Copy out the lines of the records that start at the line containing "# point at: the white snowfield" and continue through the end of the records, both ends included.

>> Start

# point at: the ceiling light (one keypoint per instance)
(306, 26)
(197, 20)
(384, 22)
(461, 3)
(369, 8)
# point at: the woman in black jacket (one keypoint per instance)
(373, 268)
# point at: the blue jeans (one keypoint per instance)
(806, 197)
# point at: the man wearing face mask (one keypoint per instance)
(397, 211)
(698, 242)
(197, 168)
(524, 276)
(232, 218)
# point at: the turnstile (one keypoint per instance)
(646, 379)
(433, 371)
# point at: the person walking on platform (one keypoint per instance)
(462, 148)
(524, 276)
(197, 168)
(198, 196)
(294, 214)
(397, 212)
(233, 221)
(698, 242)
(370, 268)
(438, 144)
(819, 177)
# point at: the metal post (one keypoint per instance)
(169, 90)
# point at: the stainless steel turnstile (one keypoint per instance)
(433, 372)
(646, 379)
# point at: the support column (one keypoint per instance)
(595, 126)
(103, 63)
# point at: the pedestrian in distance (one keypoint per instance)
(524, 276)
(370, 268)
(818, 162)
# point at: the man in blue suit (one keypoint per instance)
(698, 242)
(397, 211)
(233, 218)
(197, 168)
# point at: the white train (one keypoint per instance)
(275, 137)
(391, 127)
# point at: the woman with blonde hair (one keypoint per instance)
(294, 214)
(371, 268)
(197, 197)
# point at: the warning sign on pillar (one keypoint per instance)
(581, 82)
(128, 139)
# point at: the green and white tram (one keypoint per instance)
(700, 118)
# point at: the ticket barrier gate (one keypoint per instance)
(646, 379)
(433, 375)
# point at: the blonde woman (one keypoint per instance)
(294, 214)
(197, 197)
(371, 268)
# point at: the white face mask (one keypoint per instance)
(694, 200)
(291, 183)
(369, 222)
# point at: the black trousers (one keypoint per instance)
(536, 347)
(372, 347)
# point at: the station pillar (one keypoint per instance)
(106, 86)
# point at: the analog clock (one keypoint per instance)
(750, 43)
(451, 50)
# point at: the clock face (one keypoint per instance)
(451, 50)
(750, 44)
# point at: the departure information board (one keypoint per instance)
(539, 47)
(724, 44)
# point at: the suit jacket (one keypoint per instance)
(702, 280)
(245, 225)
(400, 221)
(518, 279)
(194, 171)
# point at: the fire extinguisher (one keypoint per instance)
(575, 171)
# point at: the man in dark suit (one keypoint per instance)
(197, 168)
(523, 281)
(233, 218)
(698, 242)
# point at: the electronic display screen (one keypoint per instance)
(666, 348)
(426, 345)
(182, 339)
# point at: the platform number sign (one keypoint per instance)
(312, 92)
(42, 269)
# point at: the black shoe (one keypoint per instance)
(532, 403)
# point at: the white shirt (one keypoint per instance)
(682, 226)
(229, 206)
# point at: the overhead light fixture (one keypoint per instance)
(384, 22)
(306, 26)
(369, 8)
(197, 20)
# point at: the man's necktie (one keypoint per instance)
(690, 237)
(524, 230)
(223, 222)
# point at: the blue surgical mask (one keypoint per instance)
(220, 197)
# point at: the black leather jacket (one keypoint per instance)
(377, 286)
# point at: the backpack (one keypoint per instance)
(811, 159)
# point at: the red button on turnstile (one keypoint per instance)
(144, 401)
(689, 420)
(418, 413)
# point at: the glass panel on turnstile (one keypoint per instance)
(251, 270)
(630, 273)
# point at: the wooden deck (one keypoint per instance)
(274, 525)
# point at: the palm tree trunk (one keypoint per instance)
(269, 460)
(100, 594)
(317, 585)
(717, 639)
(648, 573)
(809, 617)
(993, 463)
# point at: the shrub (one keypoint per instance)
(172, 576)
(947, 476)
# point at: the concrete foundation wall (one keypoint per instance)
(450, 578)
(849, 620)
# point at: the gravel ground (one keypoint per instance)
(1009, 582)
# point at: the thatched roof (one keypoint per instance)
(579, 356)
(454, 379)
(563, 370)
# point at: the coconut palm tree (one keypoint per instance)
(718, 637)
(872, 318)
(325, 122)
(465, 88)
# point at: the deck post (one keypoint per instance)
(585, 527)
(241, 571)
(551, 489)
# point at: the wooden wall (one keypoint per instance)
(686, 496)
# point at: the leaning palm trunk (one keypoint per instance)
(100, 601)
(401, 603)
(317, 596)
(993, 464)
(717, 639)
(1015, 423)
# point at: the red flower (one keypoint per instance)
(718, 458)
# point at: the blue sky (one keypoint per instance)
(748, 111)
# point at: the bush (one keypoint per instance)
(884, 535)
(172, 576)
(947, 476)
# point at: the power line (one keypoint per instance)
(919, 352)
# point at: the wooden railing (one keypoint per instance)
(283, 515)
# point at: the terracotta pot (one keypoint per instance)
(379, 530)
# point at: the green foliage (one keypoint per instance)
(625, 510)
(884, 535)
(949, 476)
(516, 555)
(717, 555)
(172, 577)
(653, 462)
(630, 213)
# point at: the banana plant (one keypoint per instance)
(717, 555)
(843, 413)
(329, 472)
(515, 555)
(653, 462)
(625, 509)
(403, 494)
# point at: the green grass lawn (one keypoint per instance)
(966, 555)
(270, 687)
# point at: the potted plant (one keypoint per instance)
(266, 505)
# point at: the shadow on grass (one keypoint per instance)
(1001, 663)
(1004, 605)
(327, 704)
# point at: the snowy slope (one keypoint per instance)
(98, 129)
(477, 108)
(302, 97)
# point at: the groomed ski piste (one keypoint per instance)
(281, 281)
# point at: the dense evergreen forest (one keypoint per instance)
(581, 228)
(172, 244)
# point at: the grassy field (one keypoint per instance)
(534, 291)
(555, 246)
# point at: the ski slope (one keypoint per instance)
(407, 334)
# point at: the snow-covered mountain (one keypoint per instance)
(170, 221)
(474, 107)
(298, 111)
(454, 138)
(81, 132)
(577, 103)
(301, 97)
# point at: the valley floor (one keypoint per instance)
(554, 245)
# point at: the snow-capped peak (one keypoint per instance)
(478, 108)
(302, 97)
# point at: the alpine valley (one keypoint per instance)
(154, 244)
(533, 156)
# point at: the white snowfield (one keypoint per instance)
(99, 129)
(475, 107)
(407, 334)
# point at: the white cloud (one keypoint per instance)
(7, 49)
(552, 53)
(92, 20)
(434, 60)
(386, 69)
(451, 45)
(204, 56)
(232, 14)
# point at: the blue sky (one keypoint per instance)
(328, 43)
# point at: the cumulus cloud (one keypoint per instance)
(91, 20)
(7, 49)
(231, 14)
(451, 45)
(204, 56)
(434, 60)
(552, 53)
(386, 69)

>> End

- **THE SOLUTION**
# point at: the white snowfield (one keypoint per instance)
(99, 129)
(475, 107)
(407, 334)
# point at: the white cloud (one keypoint per instance)
(7, 49)
(552, 53)
(92, 20)
(434, 60)
(386, 69)
(451, 45)
(204, 56)
(232, 14)
# point at: the blue sky (one keypoint per instance)
(328, 43)
# point at: the cumulus cloud (one keypoint per instance)
(91, 20)
(7, 49)
(231, 14)
(451, 45)
(204, 56)
(434, 60)
(552, 53)
(386, 69)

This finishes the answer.